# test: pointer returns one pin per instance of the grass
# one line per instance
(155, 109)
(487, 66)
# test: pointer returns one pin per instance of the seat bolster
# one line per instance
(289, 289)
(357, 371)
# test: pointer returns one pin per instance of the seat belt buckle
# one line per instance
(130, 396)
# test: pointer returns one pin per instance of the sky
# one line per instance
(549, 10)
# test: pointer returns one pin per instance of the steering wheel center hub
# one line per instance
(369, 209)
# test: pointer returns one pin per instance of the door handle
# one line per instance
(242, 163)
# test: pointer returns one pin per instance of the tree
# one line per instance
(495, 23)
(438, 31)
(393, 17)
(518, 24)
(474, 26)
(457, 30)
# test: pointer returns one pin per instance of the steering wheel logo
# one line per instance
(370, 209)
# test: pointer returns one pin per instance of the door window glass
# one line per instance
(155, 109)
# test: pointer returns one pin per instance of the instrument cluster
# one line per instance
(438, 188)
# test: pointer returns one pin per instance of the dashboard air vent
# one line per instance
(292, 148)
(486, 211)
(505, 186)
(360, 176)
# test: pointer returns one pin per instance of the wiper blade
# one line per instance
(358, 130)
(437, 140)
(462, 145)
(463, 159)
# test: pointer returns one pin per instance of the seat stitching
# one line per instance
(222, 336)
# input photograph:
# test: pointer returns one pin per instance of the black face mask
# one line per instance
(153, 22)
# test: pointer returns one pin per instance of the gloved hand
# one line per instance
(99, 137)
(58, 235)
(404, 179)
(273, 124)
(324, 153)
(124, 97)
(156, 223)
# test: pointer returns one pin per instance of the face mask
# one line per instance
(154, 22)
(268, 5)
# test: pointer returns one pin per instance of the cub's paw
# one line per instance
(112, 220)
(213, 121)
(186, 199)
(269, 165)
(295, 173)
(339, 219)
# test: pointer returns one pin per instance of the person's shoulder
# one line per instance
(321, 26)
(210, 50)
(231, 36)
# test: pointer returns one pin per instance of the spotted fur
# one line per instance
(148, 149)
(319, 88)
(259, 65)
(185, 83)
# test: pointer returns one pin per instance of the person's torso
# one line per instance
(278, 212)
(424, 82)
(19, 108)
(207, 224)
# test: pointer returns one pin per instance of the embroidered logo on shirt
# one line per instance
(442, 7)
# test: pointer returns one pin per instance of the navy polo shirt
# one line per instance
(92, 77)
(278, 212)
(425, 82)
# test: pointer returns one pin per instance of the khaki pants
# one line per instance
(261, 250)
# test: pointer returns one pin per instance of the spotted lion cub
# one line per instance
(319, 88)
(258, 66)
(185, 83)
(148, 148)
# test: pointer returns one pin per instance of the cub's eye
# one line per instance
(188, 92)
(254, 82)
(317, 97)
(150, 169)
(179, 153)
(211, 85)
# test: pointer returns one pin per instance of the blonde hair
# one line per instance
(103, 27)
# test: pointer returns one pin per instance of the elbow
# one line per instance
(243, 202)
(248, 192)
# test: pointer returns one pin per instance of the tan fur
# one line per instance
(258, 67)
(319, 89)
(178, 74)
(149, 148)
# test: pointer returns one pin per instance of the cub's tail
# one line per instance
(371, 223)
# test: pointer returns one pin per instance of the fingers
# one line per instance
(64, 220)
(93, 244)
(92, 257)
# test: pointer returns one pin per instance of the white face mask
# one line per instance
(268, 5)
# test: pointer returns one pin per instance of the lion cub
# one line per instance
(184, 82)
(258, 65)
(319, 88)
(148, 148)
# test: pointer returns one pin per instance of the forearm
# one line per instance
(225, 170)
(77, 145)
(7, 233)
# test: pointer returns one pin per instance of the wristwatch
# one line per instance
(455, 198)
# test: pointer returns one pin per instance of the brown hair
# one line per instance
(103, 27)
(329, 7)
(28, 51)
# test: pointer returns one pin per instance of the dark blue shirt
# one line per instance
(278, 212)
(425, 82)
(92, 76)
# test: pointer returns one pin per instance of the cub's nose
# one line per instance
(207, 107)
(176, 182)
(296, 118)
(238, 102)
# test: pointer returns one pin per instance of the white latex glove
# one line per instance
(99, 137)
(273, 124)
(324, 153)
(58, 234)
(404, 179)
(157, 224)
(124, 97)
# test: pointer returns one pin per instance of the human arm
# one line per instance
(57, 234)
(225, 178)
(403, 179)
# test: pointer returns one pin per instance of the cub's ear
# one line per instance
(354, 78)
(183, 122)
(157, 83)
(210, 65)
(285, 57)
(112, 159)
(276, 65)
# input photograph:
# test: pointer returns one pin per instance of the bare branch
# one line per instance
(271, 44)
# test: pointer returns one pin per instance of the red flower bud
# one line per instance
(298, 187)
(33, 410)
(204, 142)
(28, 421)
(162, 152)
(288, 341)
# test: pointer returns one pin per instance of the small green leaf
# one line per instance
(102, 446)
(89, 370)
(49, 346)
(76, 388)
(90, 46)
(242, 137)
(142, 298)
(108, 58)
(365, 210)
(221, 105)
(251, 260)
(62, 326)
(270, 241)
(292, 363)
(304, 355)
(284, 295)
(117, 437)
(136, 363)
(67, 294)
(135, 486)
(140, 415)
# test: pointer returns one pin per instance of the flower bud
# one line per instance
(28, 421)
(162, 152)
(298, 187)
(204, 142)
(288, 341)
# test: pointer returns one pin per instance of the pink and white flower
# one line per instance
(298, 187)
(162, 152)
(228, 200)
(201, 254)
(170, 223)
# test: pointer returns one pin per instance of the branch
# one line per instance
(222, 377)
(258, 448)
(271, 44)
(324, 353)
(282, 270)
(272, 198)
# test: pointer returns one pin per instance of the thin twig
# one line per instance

———

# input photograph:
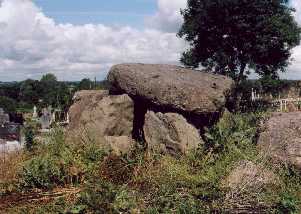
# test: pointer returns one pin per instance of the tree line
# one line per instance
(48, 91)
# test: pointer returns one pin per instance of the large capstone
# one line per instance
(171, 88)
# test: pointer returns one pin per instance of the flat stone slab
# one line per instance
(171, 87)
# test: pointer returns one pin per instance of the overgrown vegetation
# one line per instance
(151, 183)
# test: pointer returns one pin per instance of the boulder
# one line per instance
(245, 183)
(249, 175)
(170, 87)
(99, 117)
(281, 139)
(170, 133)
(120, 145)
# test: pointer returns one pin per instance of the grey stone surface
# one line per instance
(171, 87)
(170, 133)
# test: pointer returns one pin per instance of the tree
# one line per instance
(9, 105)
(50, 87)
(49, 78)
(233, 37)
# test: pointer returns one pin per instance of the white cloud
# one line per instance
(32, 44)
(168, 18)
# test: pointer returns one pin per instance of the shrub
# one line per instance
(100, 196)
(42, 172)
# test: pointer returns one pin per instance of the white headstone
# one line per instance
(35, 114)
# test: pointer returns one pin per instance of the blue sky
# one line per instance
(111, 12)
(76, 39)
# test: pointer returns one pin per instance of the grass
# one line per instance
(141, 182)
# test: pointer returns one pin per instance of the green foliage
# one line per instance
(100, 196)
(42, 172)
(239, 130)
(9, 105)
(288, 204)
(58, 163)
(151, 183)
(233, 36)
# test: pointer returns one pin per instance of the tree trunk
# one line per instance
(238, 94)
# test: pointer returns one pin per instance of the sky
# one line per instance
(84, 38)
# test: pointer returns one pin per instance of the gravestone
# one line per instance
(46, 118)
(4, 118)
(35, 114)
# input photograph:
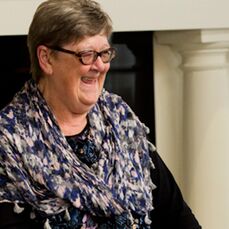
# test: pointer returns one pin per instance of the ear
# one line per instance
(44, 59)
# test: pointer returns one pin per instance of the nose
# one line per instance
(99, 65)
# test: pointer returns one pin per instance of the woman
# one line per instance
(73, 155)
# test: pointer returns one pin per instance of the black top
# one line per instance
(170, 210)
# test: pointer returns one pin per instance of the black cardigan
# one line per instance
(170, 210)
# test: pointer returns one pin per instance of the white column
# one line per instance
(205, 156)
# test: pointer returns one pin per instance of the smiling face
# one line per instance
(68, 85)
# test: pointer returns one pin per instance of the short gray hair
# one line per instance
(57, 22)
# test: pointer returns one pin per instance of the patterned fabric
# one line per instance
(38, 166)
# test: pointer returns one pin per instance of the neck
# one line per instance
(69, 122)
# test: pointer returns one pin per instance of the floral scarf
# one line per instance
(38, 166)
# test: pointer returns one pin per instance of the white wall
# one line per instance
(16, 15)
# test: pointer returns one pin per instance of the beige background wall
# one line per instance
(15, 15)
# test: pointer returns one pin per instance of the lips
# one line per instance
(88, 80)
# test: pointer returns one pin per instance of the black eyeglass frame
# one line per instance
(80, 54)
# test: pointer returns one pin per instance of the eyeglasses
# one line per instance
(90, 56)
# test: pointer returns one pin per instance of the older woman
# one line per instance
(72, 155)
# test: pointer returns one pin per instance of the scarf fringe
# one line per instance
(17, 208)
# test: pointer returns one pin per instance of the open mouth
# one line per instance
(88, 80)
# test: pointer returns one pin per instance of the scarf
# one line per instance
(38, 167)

———

▶ _WHAT YOU HAVE TO DO_: State how many lines of the listing include "wall", and nothing more.

▶ _WRITTEN REPLY_: 2